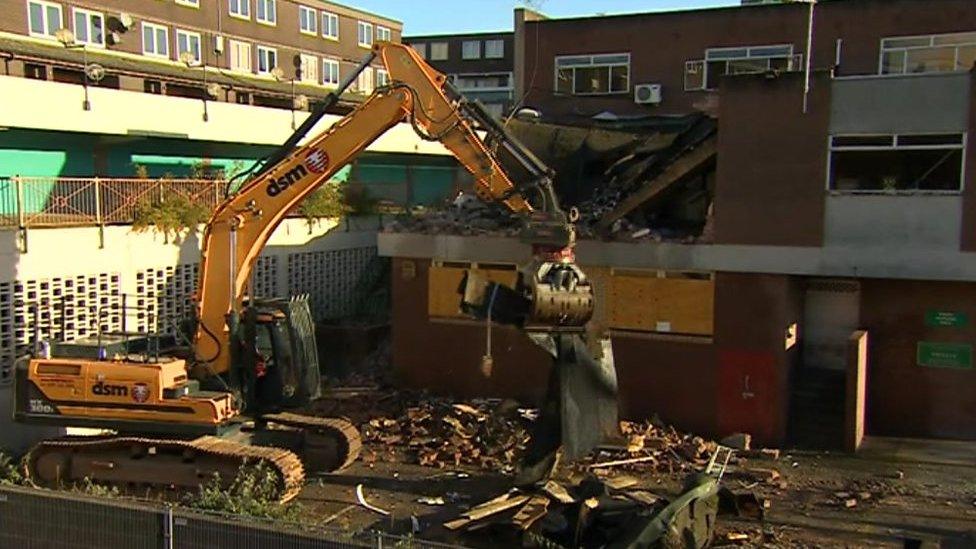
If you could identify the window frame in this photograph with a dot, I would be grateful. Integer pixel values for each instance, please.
(359, 34)
(259, 48)
(303, 10)
(47, 24)
(247, 9)
(231, 43)
(464, 48)
(273, 20)
(591, 64)
(156, 27)
(895, 145)
(494, 41)
(332, 62)
(447, 51)
(190, 34)
(931, 39)
(88, 13)
(331, 16)
(315, 62)
(792, 57)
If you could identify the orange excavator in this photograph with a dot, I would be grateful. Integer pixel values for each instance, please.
(231, 396)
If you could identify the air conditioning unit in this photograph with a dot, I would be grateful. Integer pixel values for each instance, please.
(647, 94)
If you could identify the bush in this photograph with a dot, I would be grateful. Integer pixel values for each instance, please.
(255, 492)
(170, 213)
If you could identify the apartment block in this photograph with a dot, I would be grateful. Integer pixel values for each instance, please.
(839, 234)
(480, 65)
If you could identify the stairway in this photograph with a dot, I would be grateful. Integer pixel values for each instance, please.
(817, 409)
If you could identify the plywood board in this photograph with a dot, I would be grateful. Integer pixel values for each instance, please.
(652, 304)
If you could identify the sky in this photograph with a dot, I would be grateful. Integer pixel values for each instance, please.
(458, 16)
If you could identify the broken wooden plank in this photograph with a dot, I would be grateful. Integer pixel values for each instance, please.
(487, 509)
(532, 511)
(677, 171)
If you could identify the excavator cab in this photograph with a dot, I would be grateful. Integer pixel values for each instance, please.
(277, 365)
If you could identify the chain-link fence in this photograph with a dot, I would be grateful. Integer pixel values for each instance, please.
(45, 519)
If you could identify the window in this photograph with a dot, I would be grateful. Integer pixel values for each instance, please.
(45, 18)
(365, 34)
(494, 49)
(936, 53)
(240, 8)
(705, 74)
(89, 27)
(483, 82)
(307, 20)
(309, 69)
(421, 49)
(330, 71)
(155, 40)
(267, 59)
(188, 42)
(471, 49)
(330, 25)
(438, 51)
(896, 163)
(364, 82)
(593, 74)
(240, 56)
(266, 12)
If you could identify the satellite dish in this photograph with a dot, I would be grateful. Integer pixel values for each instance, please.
(95, 72)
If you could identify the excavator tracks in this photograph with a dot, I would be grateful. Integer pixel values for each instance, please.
(330, 444)
(156, 468)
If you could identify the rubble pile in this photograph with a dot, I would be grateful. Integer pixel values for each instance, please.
(437, 432)
(652, 446)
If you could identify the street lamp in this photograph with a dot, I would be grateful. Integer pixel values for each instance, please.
(190, 60)
(806, 78)
(67, 39)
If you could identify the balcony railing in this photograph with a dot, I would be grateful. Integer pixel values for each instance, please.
(30, 202)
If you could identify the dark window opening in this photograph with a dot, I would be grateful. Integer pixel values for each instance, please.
(153, 86)
(179, 90)
(273, 102)
(897, 170)
(68, 76)
(35, 71)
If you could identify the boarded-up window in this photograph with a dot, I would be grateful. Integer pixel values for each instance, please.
(444, 279)
(661, 301)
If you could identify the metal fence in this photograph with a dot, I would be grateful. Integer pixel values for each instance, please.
(28, 202)
(57, 520)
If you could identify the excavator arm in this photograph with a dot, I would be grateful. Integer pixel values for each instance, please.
(241, 226)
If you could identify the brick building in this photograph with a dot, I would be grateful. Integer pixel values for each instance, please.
(843, 204)
(479, 64)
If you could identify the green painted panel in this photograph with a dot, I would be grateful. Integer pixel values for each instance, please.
(945, 355)
(946, 319)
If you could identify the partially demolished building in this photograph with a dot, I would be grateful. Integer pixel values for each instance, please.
(779, 247)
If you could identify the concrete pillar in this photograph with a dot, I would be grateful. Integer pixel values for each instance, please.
(857, 366)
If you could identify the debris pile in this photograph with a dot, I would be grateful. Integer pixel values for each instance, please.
(436, 432)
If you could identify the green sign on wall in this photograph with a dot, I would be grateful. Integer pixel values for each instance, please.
(943, 319)
(945, 355)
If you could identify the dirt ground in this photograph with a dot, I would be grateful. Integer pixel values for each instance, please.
(880, 499)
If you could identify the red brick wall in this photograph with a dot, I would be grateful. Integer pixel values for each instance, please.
(772, 161)
(905, 399)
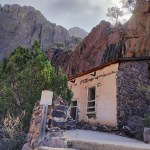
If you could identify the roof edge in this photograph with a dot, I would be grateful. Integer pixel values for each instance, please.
(110, 63)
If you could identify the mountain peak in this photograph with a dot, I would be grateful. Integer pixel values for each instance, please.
(77, 32)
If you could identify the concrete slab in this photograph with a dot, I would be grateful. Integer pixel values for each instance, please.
(51, 148)
(82, 137)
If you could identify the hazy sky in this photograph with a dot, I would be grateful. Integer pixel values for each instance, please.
(69, 13)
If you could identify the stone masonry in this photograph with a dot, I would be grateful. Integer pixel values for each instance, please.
(133, 79)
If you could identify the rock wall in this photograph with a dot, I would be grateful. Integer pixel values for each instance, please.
(106, 43)
(133, 80)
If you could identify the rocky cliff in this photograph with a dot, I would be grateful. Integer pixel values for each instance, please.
(23, 25)
(106, 43)
(77, 32)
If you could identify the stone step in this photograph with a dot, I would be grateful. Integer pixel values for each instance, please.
(51, 148)
(91, 145)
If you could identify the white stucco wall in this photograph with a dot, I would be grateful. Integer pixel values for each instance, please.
(106, 101)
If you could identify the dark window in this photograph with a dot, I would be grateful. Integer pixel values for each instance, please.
(91, 101)
(92, 93)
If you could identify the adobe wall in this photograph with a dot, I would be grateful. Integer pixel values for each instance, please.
(133, 79)
(106, 103)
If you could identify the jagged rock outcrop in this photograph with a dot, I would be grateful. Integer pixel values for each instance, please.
(106, 43)
(77, 32)
(102, 44)
(23, 25)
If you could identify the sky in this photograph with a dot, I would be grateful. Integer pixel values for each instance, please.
(85, 14)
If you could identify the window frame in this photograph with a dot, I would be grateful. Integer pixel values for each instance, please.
(89, 101)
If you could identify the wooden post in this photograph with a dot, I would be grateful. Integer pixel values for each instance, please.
(46, 100)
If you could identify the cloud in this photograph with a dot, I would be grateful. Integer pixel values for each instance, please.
(68, 13)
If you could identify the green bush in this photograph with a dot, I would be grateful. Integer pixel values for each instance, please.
(23, 76)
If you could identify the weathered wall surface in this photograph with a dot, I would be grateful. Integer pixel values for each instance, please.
(133, 80)
(106, 103)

────────────────────────────────────────

Assignment -> Write the entries above out again exactly, omitting each image.

Solution to this task ->
If you could identify the window frame in this photograph with a dot, I would be grateful. Integer pixel values for each instance, please.
(359, 34)
(259, 48)
(303, 10)
(47, 24)
(247, 9)
(231, 43)
(464, 48)
(273, 20)
(591, 64)
(156, 27)
(895, 145)
(494, 41)
(332, 62)
(447, 51)
(190, 34)
(931, 39)
(88, 13)
(331, 16)
(315, 62)
(792, 57)
If you could identify the orange excavator in this photograph with a dot, I would be grateful. Integer pixel values for each instance, please.
(231, 396)
If you could identify the air conditioning unit in this photograph with a dot, I would be grateful. Integer pixel values for each instance, please.
(647, 94)
If you could identify the bush in this photograph with a dot, I would be grateful. Integer pixel values for each instance, please.
(255, 492)
(170, 213)
If you could identify the apartment block in this photograph with a dot, I would be grateful. Integer pixel values for each instance, please.
(839, 234)
(480, 65)
If you could identify the stairway in this photograph with a dot, I would be grateful. Integer pixel values for each instance, please.
(817, 409)
If you could identify the plywood board in this photograph with a dot, I would be grateful. Integer pixel values for each instance, please.
(652, 304)
If you could identify the sky in this photograph with a dot, I would be grateful. Integer pixel values for each instance, please.
(458, 16)
If you could identify the broken wooden plank in this photograph with a dot, I would be grateful. Integer pixel values for each instance, please.
(487, 509)
(532, 511)
(677, 171)
If you could identify the excavator cab in this photograph with a dot, I would be grateful. Integer pixel values for each instance, please.
(277, 365)
If you could identify the chain-link fence in this photograph with a dot, I would be grateful. Integer pixel values for each instance, please.
(45, 519)
If you could identify the window in this photograph with a dot, I would be grateful. Integer pixel values for each instance, please.
(45, 18)
(365, 34)
(494, 49)
(936, 53)
(240, 8)
(705, 74)
(89, 27)
(483, 82)
(307, 20)
(309, 69)
(421, 49)
(330, 71)
(155, 40)
(267, 59)
(188, 42)
(471, 49)
(330, 25)
(438, 51)
(896, 163)
(364, 82)
(593, 74)
(240, 56)
(266, 12)
If you could identify the satellite dish in this photograph with a dot, I would be grateful. Integer pixel values for each instance, please.
(95, 72)
If you could identify the excavator tracks in this photograph with a dot, I would be grateful. Integer pixel values for each instance, please.
(330, 444)
(156, 468)
If you could identify the rubble pile in this photograph with a dot, I would be grateful. Integer pixel values for each instance, please.
(437, 432)
(652, 446)
If you could identify the street lamp in this photograph with a dot, I would be grateful. Integer pixel values for each instance, please.
(190, 60)
(806, 78)
(67, 39)
If you could identify the balcony railing in this photograph with a dot, I would be grateful. Integer pixel values for each instance, please.
(30, 202)
If you could identify the dark window opening in this photograph with a dot, I would be grateful. Integer pixel values for each instance, please.
(153, 86)
(179, 90)
(273, 102)
(897, 170)
(68, 76)
(35, 71)
If you could identify the boarded-up window in this photograph with a dot, I would be grateful. Integer pixel values for each instance, please.
(444, 279)
(661, 301)
If you could identify the metal fence in this photograph with a dot, I would be grateful. Integer pixel values for each instance, please.
(28, 202)
(57, 520)
If you could identify the excavator arm in this photograph with a dot, I would be grateful. Integer pixel values for each instance, please.
(241, 226)
If you could identify the brick building in this photograph with a dot, I would be grateful. Integer pixel values for each instance, please.
(843, 204)
(479, 64)
If you could identify the green painted panel in this photograph with a dot, I would be grateful. Integer pixel values for each instance, please.
(945, 355)
(946, 319)
If you could identify the partially demolished building in this photograph with a dot, I would be grateful. Integer pixel values for each instance, please.
(779, 247)
If you could identify the concrete pillar in this photograph with a dot, I would be grateful. Integer pixel values for each instance, please.
(857, 366)
If you could identify the debris pile in this photograph with a dot, I would be grateful. Integer pixel values for each instance, please.
(436, 432)
If you could identify the green sign on wall in this photograph with a dot, I would be grateful. Integer pixel values for each instance, please.
(943, 319)
(945, 355)
If you could identify the dirt ground in this photograph with a dot, I would be grateful. Integer pixel values for each instance, please.
(880, 499)
If you could identify the red brick wall in this photograph with a dot, I would be grateful. Integer pixel values for each instance, please.
(772, 161)
(905, 399)
If you could identify the roof edge in this photograph with a dot, I would be grateful. Integer pixel values for each instance, please.
(110, 63)
If you could identify the mountain peak in this photograph with a dot, I would be grateful. Integer pixel values for each instance, please.
(77, 32)
If you could identify the concrete slab in this photograph with a dot, I would be grateful. Integer pixel values for each instance, please.
(51, 148)
(82, 137)
If you could identify the hazy sky in this photograph with a dot, I would be grateful. Integer pixel values for each instance, please.
(69, 13)
If you could identify the stone masonry in this photograph with a dot, I would be grateful. Integer pixel values for each instance, please.
(133, 79)
If you could identify the rock wall in this photograph with a dot, I would be grateful. Integer pixel values for each instance, please.
(106, 43)
(133, 80)
If you could identify the rocky cliff in this photograph with a dot, I would be grateful. Integer pixel values for each instance, please.
(23, 25)
(106, 43)
(77, 32)
If you could identify the stone step in this photograph with a dot, I would be grateful. Integer pixel values for each instance, please.
(51, 148)
(91, 145)
If you could identify the white stucco wall in this photograph with a dot, I would be grateful. Integer pixel values for each instance, please.
(106, 101)
If you could identify the dark window in this photograph with a dot, I would be grateful. Integer pixel values for each instance, please.
(91, 101)
(92, 93)
If you could identify the adobe wall in this photograph with a dot, I would be grateful. Integer pixel values for each instance, please.
(133, 79)
(106, 103)
If you could identify the jagged rock outcrop in this photograph with a dot, I would be grateful. Integer pixel values for each instance, please.
(106, 43)
(77, 32)
(102, 44)
(23, 25)
If you could identify the sky in this photograph with a dot, I would be grateful. Integer pixel values for each instance, please.
(85, 14)
If you could identify the window frame in this photograph with a dot, I would be grateful. Integer pixel values for each instance, please.
(89, 101)
If you could identify the wooden post in this photograph with a dot, I would be grateful. Integer pixel values for each instance, please.
(46, 100)
If you could identify the cloud in this photograph with a dot, I would be grateful. Integer pixel values for each instance, please.
(68, 13)
If you could identify the green bush in this photograph with a dot, I would be grateful. Integer pixel values for each instance, please.
(23, 76)
If you could identify the weathered wall surface in this photograph with a dot, I would be grateful. Integer pixel values for each instance, please.
(133, 80)
(106, 103)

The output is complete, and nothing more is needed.